[Source records]
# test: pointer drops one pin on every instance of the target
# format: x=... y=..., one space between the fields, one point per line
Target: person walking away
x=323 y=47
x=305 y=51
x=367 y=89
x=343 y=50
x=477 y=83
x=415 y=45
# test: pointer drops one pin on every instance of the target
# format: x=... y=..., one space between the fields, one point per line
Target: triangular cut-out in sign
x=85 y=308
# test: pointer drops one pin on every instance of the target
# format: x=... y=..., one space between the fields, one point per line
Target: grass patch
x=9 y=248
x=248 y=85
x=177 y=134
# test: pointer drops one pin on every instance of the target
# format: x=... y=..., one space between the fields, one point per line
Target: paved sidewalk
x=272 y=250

== To do ==
Write out the records. Leave nothing out and change nothing.

== Answer to this problem ==
# test: pointer drops one pin on every instance of the target
# format: x=... y=..., one space between the fields, one point per line
Target: person walking away
x=323 y=47
x=305 y=51
x=367 y=89
x=343 y=50
x=477 y=83
x=415 y=45
# test: pointer drops one pin on every instance of the target
# format: x=... y=..., one space between the fields, one point per line
Target: triangular cut-out in sign
x=85 y=308
# test: pointer drops one pin on every instance of the target
# format: x=... y=..., one space between the fields, one point per line
Target: grass patch
x=9 y=248
x=248 y=85
x=177 y=134
# test: pointer drops one pin on every instance of the target
# format: x=... y=..., one space between the fields, one point per line
Target: paved sidewalk
x=272 y=250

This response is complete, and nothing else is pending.